All of those people who do nothing find a way to join forces with those people who are showing those inflated benchmarks to execs and before you know it the layoffs are about as accurate as random chance when it comes to cutting the dead weight from the company.
In my experience, the change needs to start closer to the top: Upper layers of management need to be shaken up. Middle management audited by new upper management hires who have fresh eyes and aren’t afraid to make honest evaluations. High performing teams who are stuck under management hell need to be identified and rotated into other projects that are critical for the company but have become occupied by fiefdom-building managers. Hiring needs to ramp up to bring in new talent that was previously priced out by the low comp.
It’s hard. I wish there was an easy way to cut the low performers, but they have an amazing way of teaming up with the bad managers. Maybe because they have so much free time to do office politics because they’re not doing much work.
"Maybe because they have so much free time to do office politics because they’re not doing much work.”
I mean, isn’t that always the way? Honestly, I feel like you could do a lot worse than just firing most of the people who demonstrate above average social skills. Sure, some would be fired unnecessarily, but I can’t think of any engineers that have seemed almost pathologically shy that also didn’t want to work hard.
Came into this thread hoping for good news about GPUs and instead there's some surprisingly thoughtful management discussion!

▶ Set problem 1: Count the lines of the records that contain the string "clock", and reply with the number only.
The forum thread and the records come from unrelated sources.

▶ Information given:
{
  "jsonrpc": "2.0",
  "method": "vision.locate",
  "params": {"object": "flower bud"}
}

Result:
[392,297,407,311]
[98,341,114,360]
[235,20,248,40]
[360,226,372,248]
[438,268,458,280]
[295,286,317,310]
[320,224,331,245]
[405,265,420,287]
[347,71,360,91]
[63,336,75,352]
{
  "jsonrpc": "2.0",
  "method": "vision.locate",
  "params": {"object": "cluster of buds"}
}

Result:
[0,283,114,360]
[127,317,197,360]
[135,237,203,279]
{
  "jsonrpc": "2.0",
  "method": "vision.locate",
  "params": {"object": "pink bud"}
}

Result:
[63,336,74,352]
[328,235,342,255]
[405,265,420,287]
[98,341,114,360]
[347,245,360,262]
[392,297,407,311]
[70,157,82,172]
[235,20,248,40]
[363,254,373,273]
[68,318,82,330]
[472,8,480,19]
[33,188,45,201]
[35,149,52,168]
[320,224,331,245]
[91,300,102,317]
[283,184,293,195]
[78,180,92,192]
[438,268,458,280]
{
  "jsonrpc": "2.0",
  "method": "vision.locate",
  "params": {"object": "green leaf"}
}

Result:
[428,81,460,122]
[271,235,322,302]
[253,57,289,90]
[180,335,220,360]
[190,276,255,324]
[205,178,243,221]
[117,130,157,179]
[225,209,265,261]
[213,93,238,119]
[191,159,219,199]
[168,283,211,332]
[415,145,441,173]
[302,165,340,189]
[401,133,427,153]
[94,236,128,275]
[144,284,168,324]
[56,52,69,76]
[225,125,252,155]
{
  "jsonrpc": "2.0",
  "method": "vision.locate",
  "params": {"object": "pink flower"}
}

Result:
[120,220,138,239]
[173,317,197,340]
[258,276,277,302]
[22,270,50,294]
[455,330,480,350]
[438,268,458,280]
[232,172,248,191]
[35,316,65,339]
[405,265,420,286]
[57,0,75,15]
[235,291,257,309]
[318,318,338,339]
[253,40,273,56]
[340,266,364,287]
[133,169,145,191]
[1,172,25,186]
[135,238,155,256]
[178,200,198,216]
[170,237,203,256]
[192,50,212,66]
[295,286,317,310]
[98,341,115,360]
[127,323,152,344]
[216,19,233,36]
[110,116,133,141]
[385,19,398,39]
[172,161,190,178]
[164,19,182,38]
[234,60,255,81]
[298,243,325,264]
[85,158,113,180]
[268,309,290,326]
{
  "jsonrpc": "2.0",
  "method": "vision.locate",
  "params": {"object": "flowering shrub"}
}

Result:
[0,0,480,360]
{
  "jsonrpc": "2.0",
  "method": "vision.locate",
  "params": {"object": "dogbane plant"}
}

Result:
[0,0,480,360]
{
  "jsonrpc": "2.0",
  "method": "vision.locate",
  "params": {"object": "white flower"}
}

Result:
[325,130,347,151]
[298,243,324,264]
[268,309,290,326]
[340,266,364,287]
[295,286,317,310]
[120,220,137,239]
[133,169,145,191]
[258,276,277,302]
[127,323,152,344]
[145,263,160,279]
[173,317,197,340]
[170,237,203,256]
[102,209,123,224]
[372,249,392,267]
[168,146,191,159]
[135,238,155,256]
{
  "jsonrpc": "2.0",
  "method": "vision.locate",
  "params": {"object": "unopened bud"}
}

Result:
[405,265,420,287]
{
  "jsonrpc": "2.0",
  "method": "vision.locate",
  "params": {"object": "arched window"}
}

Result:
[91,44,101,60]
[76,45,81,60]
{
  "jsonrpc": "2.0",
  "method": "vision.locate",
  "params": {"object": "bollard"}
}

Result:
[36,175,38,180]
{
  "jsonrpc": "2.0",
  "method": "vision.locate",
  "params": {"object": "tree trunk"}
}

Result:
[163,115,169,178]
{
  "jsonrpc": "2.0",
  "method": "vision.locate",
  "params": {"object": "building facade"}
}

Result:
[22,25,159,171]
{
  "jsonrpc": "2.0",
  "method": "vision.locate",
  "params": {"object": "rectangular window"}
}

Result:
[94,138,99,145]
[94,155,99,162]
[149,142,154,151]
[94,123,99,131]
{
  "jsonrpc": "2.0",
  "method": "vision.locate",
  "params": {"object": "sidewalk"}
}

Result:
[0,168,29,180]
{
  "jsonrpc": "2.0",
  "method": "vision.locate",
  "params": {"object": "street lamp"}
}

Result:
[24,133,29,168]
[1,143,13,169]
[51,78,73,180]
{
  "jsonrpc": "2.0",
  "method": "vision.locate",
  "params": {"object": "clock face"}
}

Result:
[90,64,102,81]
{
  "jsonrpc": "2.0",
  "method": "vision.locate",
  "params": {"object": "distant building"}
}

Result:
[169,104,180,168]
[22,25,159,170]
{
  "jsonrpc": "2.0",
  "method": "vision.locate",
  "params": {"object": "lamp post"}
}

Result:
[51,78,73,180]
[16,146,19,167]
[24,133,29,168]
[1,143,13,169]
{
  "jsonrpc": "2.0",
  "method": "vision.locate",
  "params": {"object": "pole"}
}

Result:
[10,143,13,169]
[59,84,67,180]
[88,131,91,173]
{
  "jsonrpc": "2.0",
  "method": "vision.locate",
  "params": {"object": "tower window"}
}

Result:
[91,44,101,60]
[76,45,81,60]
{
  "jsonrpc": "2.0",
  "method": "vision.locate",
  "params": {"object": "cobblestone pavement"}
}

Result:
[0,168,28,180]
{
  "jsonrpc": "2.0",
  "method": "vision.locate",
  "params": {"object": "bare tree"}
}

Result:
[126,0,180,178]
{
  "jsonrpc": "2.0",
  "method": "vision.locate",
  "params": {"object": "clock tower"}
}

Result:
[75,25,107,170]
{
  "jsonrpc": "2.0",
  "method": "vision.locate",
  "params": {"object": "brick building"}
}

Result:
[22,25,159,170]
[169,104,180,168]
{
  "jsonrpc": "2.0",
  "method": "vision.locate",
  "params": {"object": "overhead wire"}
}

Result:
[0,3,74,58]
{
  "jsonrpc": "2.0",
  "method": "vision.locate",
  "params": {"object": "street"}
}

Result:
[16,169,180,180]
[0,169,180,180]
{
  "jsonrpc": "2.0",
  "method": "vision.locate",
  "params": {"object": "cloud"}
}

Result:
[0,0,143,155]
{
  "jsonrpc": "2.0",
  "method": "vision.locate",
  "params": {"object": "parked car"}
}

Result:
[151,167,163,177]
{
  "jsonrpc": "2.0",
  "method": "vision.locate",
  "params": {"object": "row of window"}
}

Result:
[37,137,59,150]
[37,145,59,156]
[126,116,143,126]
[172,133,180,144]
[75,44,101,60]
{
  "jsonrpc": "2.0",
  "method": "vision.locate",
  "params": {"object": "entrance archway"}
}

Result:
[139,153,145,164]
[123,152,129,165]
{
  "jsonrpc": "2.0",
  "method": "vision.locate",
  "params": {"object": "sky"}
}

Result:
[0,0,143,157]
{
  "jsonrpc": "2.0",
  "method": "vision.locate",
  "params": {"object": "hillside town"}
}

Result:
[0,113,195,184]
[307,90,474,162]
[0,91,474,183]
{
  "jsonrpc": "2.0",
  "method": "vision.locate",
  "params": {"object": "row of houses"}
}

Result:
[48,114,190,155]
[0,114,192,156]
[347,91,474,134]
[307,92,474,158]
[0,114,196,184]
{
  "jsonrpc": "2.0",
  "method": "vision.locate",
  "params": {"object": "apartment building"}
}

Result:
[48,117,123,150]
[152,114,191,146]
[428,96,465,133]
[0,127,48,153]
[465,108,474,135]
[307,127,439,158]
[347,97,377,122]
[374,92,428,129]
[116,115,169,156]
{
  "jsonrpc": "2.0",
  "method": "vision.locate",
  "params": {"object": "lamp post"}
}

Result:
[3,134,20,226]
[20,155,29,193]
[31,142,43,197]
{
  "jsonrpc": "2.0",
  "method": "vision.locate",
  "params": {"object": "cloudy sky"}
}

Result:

▶ Set problem 2: Translate this sentence from the forum thread into Spanish: "I wish there was an easy way to cut the low performers, but they have an amazing way of teaming up with the bad managers."

▶ Expected answer 1: 2

▶ Expected answer 2: Ojalá hubiera una forma fácil de despedir a los que rinden poco, pero tienen una habilidad asombrosa para aliarse con los malos gerentes.